(Pointing entries for labeled objects)
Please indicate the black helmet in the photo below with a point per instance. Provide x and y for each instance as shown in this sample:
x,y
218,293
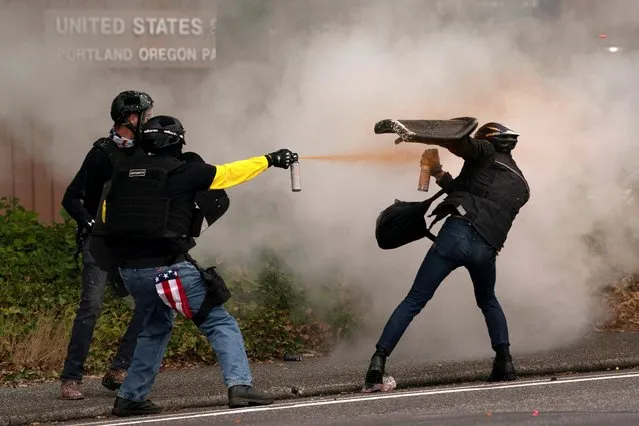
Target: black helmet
x,y
161,132
130,102
503,138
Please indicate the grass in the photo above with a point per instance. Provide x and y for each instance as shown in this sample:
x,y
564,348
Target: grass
x,y
622,300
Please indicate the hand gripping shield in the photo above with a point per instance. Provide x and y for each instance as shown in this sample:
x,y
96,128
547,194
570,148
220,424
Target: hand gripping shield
x,y
435,132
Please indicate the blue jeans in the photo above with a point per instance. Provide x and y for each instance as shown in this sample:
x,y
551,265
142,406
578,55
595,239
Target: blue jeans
x,y
458,244
94,282
220,328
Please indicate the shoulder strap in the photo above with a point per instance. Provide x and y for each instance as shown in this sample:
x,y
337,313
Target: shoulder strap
x,y
109,147
515,172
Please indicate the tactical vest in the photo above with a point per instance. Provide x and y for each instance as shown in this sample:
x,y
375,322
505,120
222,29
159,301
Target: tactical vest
x,y
489,195
138,206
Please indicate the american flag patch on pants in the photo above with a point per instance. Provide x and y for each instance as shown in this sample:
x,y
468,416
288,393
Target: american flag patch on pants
x,y
170,289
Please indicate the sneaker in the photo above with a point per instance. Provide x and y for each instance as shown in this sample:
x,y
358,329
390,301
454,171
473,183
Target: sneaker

JOB.
Copy every line of the records above word for word, omitting the pictures.

RESPONSE TO THIS TASK.
Please indicate the black helmet in the photo below with a point per instance. Provide x and y for each instance as shown in this sample:
x,y
218,293
Target: black helmet
x,y
161,132
130,102
503,138
Please indicate the grass in the photo above with a point per instance. Provide x and y for each instance as shown in this sample:
x,y
564,348
Target: grass
x,y
622,300
Please indicate the hand gripping shield in the photo above with a point per instance. Provide x and y for each instance as shown in this sample:
x,y
96,128
547,194
570,148
220,424
Target: hand gripping shield
x,y
435,132
Please indicate the blue jeans in the photo above with a point per instance. Provide x and y for each instance as shown in this sample:
x,y
551,265
142,406
578,55
595,239
Target: blue jeans
x,y
458,244
94,282
220,328
Please indicate the shoulder strap in the photo above with a point per instance. Provide x and y for each instance as shown in this sample:
x,y
337,313
Target: shoulder strap
x,y
109,147
515,172
Please indicate the tactical vest in the photo above with a point per instance. Provide x and y for each instance as shown in this sample:
x,y
375,322
505,120
222,29
159,301
Target: tactical vest
x,y
489,195
138,206
Please indicate the american flag patch on pants in the photo above with a point per instance. Provide x and y for each instance as shown in this sample:
x,y
468,416
288,393
Target: american flag patch on pants
x,y
170,289
Please indicate the sneaker in the photo above with a point per instance. Provide x and y for each instance as shown in this sample:
x,y
358,329
390,301
454,171
473,183
Target: sneaker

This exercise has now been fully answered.